The self-esteem seems a little exaggerated here; but, after all, it is only natural; the whole scene is taken from Shakespeare's experience: the man who will chat familiarly with his servant, and jest with him as well, must expect to have to pull him up at times rather sharply. Antipholus proceeds to play with his servant in a fencing match of wit--a practice Shakespeare seems to have delighted in. But it is when Antipholus falls in love with Luciana that he shows us Shakespeare at his most natural as a lover. Luciana has just taken him to task for not loving her sister Adriana, who, she thinks, is his wife. Antipholus answers her thus:

"Sweet mistress,--what your name is else, I know not, Nor by what wonder you do hit of mine,-- Less in your knowledge and your face you show not, Than our earth's wonder; more than earth divine, Teach me, dear creature, how to think and speak; Lay open to my earthy-gross conceit, Smother'd in errors, feeble, shallow, weak, The folded meaning of your words' deceit. ..."

He declares, in fact, that he loves her and not her sister:

"Sing, siren, for thyself and I will dote: Spread o'er the silver waves thy golden hairs,

  And as a bed I'll take them and there lie;
         *       *       *       *       *
  It is thyself, mine own self's better part,
  Mine eye's clear eye, my dear heart's dearer heart."

And as if this were not enough he goes on:

"My food, my fortune, and my sweet hope's aim, My sole earth's heaven, and my heaven's claim."

The word-conceits were a fashion of the time; but in spite of the verbal affectation, the courting shows the cunning of experience, and has, besides, a sort of echo of sincere feeling. How Shakespeare delights in making love! It reminds one of the first flutings of a thrush in early spring; over and over again he tries the notes with delighted iteration till he becomes a master of his music and charms the copses to silence with his song: and so Shakespeare sings of love again and again till at length we get the liquid notes of passion and the trills of joy all perfected in "Romeo and Juliet"; but the voice is the voice we heard before in "Venus and Adonis" and "The Comedy of Errors."

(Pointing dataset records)
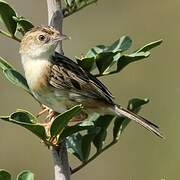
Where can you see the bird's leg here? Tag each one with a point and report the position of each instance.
(44, 110)
(79, 118)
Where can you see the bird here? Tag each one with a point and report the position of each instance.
(60, 83)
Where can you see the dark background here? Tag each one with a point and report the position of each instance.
(139, 155)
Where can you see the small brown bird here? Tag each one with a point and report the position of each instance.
(59, 83)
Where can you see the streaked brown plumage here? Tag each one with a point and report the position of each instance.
(60, 83)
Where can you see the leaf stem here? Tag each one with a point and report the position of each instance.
(93, 157)
(9, 35)
(76, 10)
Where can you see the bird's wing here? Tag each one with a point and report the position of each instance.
(67, 75)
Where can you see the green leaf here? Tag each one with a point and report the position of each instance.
(104, 60)
(150, 46)
(122, 44)
(6, 17)
(25, 175)
(127, 59)
(4, 64)
(103, 123)
(61, 121)
(17, 79)
(86, 144)
(4, 175)
(87, 63)
(24, 25)
(73, 144)
(28, 121)
(120, 123)
(94, 51)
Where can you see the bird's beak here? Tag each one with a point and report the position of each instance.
(61, 38)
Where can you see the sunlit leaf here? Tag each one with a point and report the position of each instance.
(28, 121)
(6, 17)
(122, 44)
(150, 46)
(4, 64)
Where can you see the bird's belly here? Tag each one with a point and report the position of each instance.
(59, 102)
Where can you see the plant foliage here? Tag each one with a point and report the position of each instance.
(100, 60)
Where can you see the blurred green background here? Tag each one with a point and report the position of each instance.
(139, 155)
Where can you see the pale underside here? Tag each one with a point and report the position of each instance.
(50, 91)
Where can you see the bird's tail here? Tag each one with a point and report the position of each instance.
(140, 120)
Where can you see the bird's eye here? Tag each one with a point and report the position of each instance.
(41, 37)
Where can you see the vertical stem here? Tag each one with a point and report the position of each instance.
(61, 164)
(55, 18)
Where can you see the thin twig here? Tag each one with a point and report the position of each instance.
(61, 164)
(9, 35)
(93, 157)
(76, 10)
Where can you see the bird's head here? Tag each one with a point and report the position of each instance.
(40, 42)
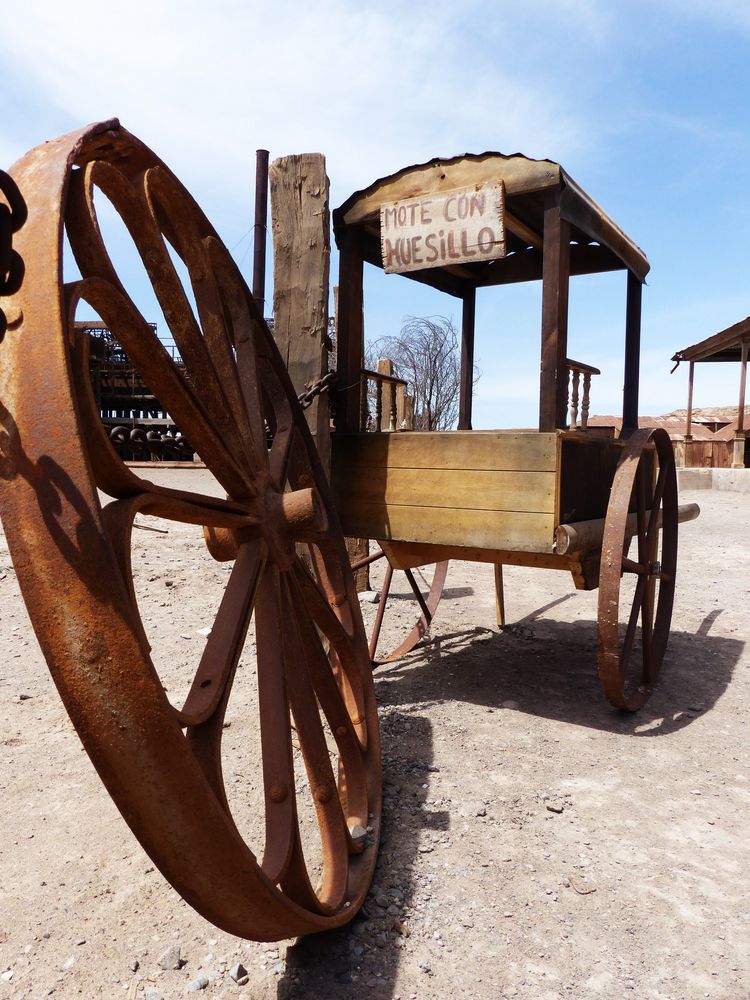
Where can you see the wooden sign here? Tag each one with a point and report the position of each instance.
(451, 227)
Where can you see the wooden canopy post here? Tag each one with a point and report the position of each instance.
(738, 458)
(689, 421)
(467, 360)
(553, 387)
(350, 335)
(302, 251)
(632, 355)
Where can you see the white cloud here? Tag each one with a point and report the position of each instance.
(373, 88)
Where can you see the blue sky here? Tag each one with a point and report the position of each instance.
(644, 103)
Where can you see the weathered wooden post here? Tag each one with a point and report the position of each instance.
(301, 252)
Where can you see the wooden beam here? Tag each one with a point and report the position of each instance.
(523, 231)
(350, 336)
(553, 373)
(302, 251)
(467, 361)
(632, 355)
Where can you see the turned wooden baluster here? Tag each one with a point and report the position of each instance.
(575, 378)
(378, 405)
(585, 403)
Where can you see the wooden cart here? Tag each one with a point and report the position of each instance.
(68, 505)
(558, 497)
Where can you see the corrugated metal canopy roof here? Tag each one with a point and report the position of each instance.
(597, 242)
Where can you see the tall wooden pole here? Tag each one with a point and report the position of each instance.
(632, 355)
(553, 388)
(301, 250)
(260, 227)
(350, 336)
(467, 360)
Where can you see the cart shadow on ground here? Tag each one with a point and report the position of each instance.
(537, 666)
(548, 668)
(363, 957)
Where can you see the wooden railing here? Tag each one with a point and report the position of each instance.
(575, 370)
(393, 413)
(381, 381)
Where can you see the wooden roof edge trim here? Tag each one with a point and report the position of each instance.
(362, 204)
(731, 337)
(587, 215)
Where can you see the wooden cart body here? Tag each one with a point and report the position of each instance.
(497, 496)
(486, 496)
(557, 497)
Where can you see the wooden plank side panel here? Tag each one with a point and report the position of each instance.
(512, 451)
(470, 489)
(516, 530)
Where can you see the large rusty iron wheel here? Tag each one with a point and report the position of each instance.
(420, 596)
(634, 623)
(316, 707)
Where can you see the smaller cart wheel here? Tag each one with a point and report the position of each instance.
(420, 594)
(643, 505)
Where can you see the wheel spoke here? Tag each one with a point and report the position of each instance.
(304, 705)
(224, 644)
(149, 355)
(344, 659)
(275, 732)
(352, 778)
(635, 610)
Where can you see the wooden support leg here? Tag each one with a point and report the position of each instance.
(499, 595)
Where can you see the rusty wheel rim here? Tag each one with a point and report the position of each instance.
(163, 765)
(631, 654)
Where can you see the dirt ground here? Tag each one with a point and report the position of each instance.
(536, 843)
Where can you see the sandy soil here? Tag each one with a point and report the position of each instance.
(536, 843)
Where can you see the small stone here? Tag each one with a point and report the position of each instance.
(357, 833)
(237, 971)
(171, 958)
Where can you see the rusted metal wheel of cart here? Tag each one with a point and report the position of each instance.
(421, 597)
(163, 765)
(634, 622)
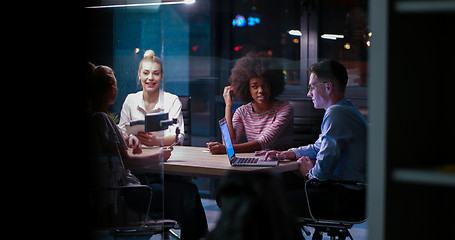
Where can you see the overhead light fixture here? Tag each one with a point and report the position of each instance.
(295, 33)
(136, 3)
(332, 36)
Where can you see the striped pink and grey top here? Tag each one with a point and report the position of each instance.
(272, 129)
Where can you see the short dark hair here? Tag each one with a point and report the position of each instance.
(256, 65)
(330, 70)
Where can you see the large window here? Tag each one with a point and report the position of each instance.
(199, 44)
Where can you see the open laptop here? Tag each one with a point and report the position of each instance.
(239, 161)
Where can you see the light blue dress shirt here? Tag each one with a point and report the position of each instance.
(340, 150)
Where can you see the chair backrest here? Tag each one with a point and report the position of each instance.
(307, 122)
(186, 111)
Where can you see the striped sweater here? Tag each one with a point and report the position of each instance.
(273, 129)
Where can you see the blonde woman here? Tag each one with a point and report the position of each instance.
(151, 100)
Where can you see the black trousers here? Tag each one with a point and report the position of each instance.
(326, 200)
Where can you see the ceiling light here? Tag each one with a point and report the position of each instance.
(295, 33)
(332, 36)
(137, 3)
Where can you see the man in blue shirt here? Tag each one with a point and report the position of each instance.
(340, 151)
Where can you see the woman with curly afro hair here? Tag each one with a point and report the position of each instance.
(257, 80)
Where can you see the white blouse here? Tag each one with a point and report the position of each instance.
(134, 109)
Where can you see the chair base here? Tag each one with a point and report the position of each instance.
(335, 230)
(149, 228)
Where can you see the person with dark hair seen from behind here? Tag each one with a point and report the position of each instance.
(338, 154)
(110, 163)
(253, 206)
(257, 80)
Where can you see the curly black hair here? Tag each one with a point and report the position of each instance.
(256, 65)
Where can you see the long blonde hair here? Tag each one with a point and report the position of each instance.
(149, 56)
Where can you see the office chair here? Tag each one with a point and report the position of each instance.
(145, 227)
(336, 226)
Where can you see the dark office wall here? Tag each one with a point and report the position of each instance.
(420, 129)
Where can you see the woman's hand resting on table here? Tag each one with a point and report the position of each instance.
(148, 139)
(274, 155)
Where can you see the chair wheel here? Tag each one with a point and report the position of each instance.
(317, 235)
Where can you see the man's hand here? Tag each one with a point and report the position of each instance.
(216, 147)
(305, 165)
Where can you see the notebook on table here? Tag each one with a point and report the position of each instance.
(240, 161)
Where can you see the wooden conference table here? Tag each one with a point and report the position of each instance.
(198, 161)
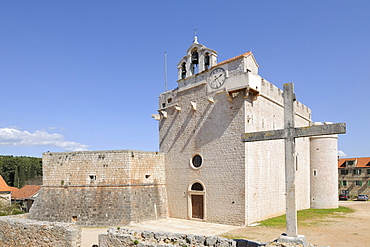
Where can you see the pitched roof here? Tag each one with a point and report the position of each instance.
(360, 162)
(234, 58)
(3, 186)
(26, 191)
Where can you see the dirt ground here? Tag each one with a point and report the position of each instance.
(351, 230)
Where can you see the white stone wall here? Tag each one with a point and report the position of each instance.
(265, 165)
(213, 131)
(324, 171)
(244, 182)
(103, 168)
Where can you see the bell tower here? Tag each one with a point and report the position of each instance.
(198, 58)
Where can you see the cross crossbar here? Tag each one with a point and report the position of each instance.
(315, 130)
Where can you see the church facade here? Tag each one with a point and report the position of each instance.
(203, 170)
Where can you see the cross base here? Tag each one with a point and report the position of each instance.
(299, 240)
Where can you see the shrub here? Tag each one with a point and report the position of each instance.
(9, 209)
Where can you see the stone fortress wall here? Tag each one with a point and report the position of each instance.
(102, 187)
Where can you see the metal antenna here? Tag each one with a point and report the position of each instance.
(165, 71)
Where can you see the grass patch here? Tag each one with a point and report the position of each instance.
(308, 216)
(9, 209)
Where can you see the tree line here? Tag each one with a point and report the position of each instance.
(18, 171)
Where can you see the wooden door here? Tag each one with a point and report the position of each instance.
(197, 206)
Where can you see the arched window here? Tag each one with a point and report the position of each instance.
(194, 61)
(183, 70)
(197, 161)
(197, 187)
(206, 61)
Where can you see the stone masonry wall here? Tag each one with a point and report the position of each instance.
(102, 188)
(125, 237)
(243, 182)
(213, 132)
(16, 231)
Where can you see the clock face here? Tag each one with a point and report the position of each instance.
(217, 78)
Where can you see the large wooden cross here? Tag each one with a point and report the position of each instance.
(289, 133)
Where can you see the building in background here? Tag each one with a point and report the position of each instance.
(25, 196)
(354, 176)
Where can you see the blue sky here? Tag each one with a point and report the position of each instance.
(86, 75)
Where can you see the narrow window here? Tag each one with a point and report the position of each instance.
(197, 187)
(206, 61)
(197, 161)
(357, 172)
(183, 70)
(194, 61)
(344, 172)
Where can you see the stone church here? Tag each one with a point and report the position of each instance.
(203, 170)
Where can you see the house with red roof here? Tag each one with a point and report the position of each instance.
(354, 176)
(25, 196)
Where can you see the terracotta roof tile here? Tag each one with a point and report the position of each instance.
(361, 162)
(234, 58)
(26, 191)
(3, 186)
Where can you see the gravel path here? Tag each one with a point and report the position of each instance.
(351, 230)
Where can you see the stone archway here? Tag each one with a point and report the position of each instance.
(196, 201)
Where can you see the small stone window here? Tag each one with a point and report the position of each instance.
(197, 187)
(197, 161)
(183, 70)
(350, 162)
(344, 172)
(356, 171)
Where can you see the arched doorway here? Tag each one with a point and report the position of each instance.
(196, 200)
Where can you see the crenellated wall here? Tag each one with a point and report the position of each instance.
(102, 187)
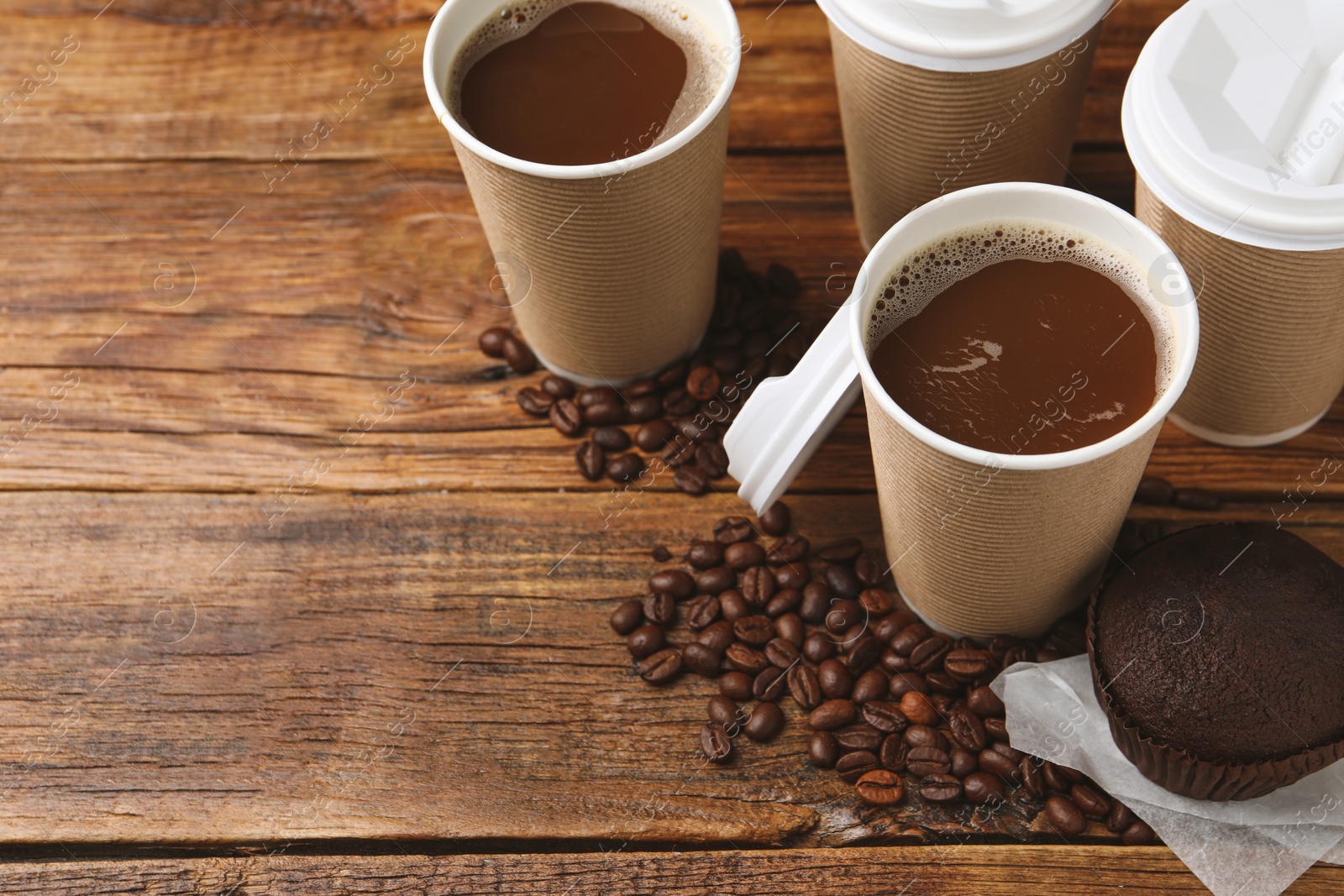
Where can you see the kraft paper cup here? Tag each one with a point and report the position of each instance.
(983, 542)
(612, 265)
(918, 128)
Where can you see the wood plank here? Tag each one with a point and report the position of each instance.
(206, 669)
(925, 871)
(150, 81)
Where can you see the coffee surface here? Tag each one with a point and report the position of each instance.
(1023, 358)
(589, 83)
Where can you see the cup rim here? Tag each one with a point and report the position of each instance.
(1183, 309)
(616, 167)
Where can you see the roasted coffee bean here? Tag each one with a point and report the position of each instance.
(591, 461)
(911, 637)
(963, 762)
(843, 580)
(894, 752)
(566, 418)
(835, 679)
(534, 401)
(769, 684)
(879, 788)
(712, 459)
(871, 685)
(790, 627)
(702, 383)
(647, 409)
(983, 789)
(612, 438)
(675, 582)
(703, 555)
(492, 342)
(823, 750)
(662, 667)
(732, 605)
(929, 654)
(628, 617)
(766, 721)
(875, 602)
(743, 555)
(1032, 777)
(885, 716)
(984, 701)
(938, 788)
(732, 530)
(1137, 835)
(1153, 490)
(745, 658)
(716, 743)
(1092, 802)
(776, 519)
(702, 611)
(792, 577)
(918, 708)
(702, 658)
(819, 647)
(754, 631)
(904, 683)
(790, 548)
(871, 569)
(842, 551)
(967, 665)
(785, 600)
(1119, 819)
(654, 436)
(996, 728)
(1195, 500)
(759, 586)
(717, 636)
(644, 641)
(967, 728)
(804, 687)
(1000, 765)
(517, 355)
(691, 479)
(660, 609)
(1065, 817)
(781, 653)
(832, 714)
(864, 653)
(716, 579)
(853, 766)
(816, 602)
(736, 685)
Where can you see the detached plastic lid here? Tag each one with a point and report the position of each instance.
(965, 35)
(1234, 117)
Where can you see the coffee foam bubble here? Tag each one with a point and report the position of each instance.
(705, 55)
(931, 269)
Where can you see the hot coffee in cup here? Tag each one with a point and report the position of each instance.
(591, 136)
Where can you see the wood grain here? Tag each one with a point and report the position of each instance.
(925, 871)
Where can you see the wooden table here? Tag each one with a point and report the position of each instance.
(226, 673)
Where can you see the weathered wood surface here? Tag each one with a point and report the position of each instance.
(985, 871)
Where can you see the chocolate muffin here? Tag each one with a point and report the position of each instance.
(1218, 656)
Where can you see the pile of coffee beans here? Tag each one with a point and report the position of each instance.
(897, 710)
(674, 421)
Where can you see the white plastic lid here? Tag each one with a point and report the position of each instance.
(964, 35)
(1234, 117)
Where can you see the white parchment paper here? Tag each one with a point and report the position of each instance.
(1250, 848)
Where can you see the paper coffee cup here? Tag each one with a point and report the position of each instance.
(1234, 118)
(983, 542)
(941, 96)
(611, 266)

▶ _WHAT YOU ARE ASKED TO DO_
Does each statement below agree with the passage on Antipholus and Luciana? Answer yes or no for each, quoting the deciding words from the passage.
1. Luciana believes Adriana is the wife of Antipholus.
2. Word-conceits had gone out of fashion by Shakespeare's time.
3. Antipholus tells Luciana that he loves her sister.

▶ _FINISHED TASK_
1. Yes: "her sister Adriana, who, she thinks, is his wife."
2. No: "The word-conceits were a fashion of the time"
3. No: "he loves her and not her sister"